▸ Material for this task
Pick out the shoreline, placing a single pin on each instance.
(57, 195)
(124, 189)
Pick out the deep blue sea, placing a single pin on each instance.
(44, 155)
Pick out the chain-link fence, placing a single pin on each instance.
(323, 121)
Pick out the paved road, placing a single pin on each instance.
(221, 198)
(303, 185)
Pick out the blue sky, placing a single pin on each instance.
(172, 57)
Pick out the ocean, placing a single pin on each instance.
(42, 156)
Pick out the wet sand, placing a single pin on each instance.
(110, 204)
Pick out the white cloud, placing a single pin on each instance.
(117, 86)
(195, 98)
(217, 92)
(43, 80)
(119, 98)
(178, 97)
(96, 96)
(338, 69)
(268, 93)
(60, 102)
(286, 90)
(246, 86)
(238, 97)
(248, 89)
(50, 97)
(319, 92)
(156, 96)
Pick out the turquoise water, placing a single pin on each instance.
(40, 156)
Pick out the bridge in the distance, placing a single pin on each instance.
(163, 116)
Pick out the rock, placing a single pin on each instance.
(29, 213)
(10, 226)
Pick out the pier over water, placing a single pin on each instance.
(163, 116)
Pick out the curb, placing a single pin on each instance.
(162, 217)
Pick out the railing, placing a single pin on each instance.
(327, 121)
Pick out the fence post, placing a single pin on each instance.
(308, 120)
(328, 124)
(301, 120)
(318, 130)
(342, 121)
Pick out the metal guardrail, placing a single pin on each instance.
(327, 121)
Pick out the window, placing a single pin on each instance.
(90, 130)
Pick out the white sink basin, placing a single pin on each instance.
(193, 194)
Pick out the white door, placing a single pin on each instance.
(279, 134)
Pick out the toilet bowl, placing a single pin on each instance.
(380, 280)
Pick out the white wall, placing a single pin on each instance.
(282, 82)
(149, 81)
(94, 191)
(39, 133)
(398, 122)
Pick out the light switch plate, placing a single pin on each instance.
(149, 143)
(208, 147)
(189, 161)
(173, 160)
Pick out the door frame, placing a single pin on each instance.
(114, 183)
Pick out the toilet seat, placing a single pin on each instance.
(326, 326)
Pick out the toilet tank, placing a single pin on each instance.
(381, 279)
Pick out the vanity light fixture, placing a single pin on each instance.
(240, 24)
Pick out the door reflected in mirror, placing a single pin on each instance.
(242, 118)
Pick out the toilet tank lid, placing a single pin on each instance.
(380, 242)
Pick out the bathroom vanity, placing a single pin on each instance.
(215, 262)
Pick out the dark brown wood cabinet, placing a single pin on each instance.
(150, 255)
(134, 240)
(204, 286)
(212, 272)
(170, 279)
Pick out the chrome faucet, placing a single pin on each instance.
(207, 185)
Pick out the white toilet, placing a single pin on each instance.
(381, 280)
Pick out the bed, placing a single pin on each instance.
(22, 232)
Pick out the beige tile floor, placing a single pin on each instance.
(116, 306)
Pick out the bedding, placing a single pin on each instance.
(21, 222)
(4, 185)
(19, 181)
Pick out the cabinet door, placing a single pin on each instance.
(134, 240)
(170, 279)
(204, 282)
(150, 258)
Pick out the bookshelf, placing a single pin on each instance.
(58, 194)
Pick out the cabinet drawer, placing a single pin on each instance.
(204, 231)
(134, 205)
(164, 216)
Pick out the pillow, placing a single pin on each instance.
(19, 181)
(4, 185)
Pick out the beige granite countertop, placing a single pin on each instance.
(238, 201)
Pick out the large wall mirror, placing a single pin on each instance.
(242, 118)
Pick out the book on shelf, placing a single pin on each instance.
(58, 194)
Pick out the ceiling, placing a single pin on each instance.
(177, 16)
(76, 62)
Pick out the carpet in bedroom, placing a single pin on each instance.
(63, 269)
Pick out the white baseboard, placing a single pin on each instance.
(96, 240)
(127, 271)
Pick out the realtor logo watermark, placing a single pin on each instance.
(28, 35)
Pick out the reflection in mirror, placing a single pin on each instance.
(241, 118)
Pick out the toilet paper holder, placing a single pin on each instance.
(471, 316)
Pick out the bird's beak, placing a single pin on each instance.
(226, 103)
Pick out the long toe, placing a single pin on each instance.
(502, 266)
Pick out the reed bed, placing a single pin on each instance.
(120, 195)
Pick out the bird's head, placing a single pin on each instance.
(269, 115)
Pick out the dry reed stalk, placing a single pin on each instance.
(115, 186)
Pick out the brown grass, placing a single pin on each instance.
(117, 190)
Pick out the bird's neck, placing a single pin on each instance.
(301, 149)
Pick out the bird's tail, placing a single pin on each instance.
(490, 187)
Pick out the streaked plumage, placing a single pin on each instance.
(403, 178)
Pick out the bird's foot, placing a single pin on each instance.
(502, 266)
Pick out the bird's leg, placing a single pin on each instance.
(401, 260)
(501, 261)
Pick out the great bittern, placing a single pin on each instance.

---

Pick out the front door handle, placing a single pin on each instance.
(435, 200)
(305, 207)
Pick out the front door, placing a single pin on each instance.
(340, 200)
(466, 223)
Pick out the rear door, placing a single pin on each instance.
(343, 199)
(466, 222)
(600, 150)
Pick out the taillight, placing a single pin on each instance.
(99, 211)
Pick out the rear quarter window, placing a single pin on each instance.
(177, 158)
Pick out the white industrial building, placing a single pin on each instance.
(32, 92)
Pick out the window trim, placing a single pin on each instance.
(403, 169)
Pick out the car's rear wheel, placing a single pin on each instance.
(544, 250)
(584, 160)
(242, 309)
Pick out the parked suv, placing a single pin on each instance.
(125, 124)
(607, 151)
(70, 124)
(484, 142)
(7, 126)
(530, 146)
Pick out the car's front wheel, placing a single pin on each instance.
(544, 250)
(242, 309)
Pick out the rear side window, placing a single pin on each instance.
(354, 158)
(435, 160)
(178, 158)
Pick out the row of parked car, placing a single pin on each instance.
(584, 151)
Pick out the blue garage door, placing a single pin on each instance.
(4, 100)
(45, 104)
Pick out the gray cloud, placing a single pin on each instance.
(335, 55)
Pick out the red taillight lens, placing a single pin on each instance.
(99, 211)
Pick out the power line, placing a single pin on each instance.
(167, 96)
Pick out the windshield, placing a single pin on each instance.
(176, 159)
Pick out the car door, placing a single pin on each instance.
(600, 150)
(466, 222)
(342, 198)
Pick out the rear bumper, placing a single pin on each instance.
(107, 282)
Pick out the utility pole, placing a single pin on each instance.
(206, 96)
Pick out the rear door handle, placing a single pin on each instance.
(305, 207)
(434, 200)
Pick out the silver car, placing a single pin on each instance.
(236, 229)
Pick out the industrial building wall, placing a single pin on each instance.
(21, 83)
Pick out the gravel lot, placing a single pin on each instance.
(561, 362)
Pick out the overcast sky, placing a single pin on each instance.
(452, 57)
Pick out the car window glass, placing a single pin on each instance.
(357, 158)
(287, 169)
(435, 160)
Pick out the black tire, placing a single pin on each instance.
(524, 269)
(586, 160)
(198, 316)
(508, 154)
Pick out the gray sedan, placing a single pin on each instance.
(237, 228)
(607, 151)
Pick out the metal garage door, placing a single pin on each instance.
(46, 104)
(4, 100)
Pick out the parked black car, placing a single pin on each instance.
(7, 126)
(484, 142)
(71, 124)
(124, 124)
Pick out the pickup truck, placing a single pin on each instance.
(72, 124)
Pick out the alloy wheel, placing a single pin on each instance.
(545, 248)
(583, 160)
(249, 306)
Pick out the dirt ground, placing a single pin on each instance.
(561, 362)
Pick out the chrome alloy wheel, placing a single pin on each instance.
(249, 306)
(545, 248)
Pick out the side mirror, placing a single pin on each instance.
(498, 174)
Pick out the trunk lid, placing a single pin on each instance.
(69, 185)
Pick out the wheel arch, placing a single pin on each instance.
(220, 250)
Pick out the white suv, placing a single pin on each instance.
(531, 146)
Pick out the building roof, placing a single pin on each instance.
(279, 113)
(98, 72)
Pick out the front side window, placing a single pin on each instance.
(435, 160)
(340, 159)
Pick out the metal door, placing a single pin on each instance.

==

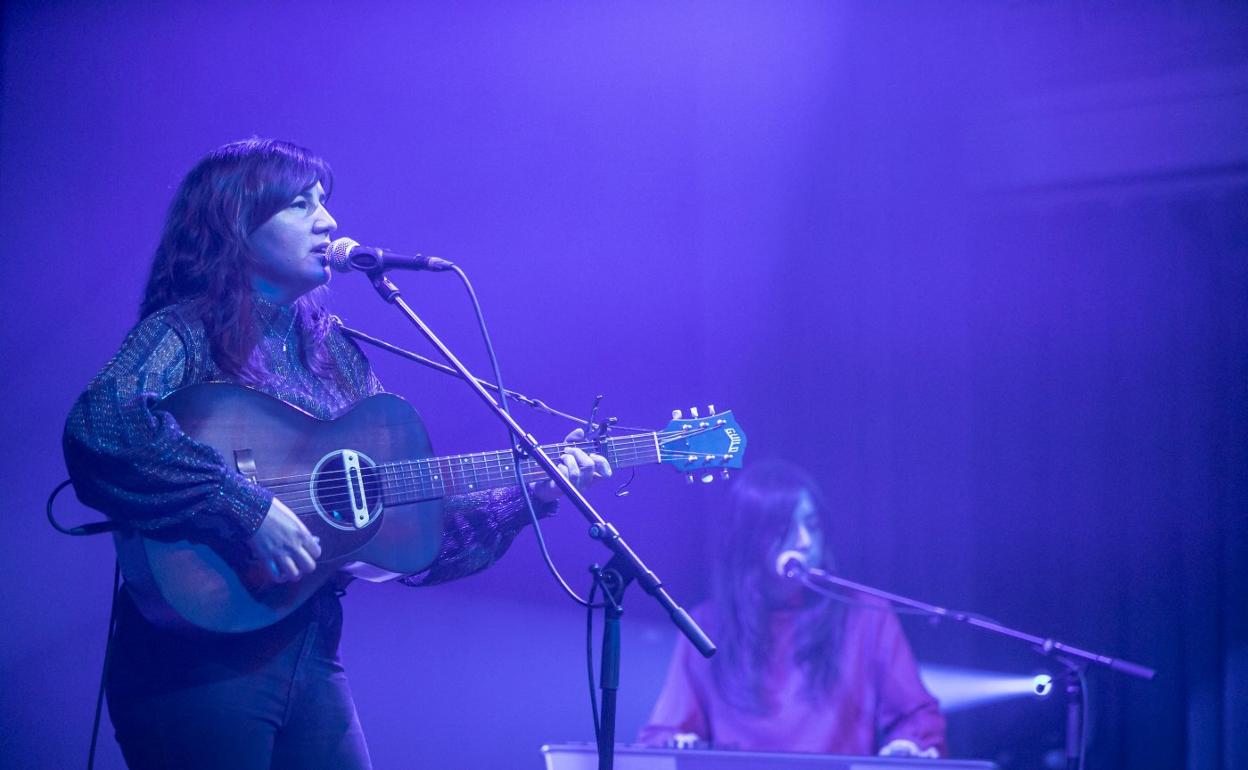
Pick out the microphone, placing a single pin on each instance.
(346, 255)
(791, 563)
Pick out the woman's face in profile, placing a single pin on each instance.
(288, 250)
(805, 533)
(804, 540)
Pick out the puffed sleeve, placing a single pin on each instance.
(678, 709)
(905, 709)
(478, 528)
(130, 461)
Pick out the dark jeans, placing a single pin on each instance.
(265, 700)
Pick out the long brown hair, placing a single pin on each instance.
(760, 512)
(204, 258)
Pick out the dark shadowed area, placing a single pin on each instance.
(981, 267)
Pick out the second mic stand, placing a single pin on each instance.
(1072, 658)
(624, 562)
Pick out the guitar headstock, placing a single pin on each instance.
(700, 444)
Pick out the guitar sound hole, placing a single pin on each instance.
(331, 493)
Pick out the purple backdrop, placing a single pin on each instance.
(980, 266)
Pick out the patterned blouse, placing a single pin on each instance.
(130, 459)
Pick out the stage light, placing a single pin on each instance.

▸ Stated problem
Copy the lines from the one containing "Pick out the purple" through the one containing "Pick out the stage", inclusive, swapping "pin" for "marker" and leaving everything else unchanged.

▸ Finished task
Pick out the purple backdrop, placing a single marker on each instance.
(980, 266)
Pick out the patterned blouse, placing a single marker on each instance.
(130, 459)
Pick out the stage light, placing a single marker on each instance.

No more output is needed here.